# Given passage

— Begin —

Basilinda
- Basilinda board game
- Manufacturers: E.I. Horsman
- Designers: George Howard Monks
- Publication: 1890; 136 years ago
- Genres: Board game
- Players: 2
- Skills: Strategy, tactics

= Basilinda =

Board game

Basilinda is a board game that was created by George Howard Monks, the author of Halma. Basilinda was first published and manufactured in 1890, by E.I. Horsman, a toy manufacturer from New York. The game originally sold for $1.00 when it was released.

==Game equipment==
The game consists of a board, a movable partition and movable pieces. Each player has eighteen men, three cannons, and one captain or king. The game board is divided into two parts by the movable partition that is placed across the middle of the board. On each side of the partition, the board is divided into nine spaces, each of which corresponds to a similar space on the other side. The game is played by two people; although three or four may participate.

— End —

# Information shown

— Begin —

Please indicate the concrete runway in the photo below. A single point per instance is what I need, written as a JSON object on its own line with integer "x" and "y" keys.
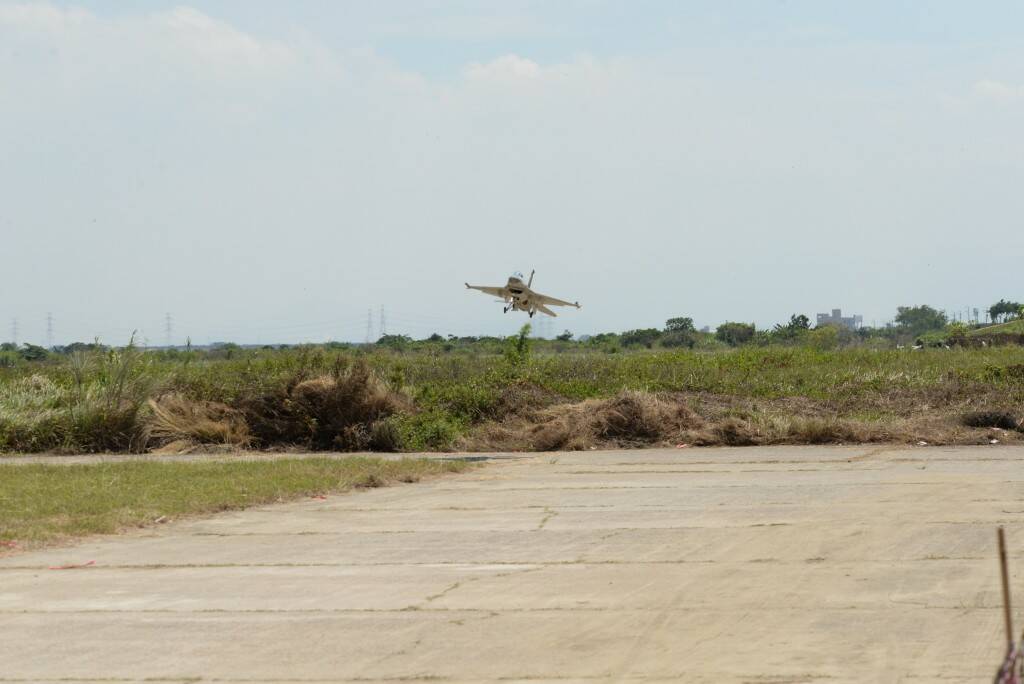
{"x": 776, "y": 564}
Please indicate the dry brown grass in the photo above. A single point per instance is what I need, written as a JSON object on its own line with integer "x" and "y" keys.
{"x": 346, "y": 411}
{"x": 630, "y": 419}
{"x": 177, "y": 420}
{"x": 637, "y": 419}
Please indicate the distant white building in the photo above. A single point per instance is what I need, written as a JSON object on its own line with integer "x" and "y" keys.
{"x": 837, "y": 318}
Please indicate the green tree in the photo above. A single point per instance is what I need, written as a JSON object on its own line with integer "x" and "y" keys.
{"x": 735, "y": 334}
{"x": 1004, "y": 310}
{"x": 645, "y": 337}
{"x": 680, "y": 325}
{"x": 918, "y": 319}
{"x": 798, "y": 326}
{"x": 32, "y": 352}
{"x": 396, "y": 342}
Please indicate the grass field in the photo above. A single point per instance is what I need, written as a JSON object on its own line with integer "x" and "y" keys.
{"x": 47, "y": 503}
{"x": 350, "y": 399}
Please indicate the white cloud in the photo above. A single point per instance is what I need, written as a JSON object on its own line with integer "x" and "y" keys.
{"x": 997, "y": 90}
{"x": 504, "y": 68}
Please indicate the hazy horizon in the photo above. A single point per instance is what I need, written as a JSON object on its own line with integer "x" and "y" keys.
{"x": 267, "y": 172}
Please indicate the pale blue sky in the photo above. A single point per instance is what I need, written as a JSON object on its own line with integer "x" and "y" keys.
{"x": 267, "y": 171}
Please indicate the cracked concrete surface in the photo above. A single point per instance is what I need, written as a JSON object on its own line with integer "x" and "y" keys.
{"x": 776, "y": 564}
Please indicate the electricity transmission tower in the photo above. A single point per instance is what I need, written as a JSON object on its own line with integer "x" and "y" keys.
{"x": 168, "y": 328}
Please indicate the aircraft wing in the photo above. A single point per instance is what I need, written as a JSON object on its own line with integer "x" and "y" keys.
{"x": 551, "y": 301}
{"x": 544, "y": 309}
{"x": 497, "y": 292}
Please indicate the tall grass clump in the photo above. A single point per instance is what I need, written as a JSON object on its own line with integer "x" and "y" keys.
{"x": 95, "y": 404}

— End —

# Required task
Reproduce the Basilinda passage above between "Basilinda is a" and "it was released.", inclusive.

# Task solution
Basilinda is a board game that was created by George Howard Monks, the author of Halma. Basilinda was first published and manufactured in 1890, by E.I. Horsman, a toy manufacturer from New York. The game originally sold for $1.00 when it was released.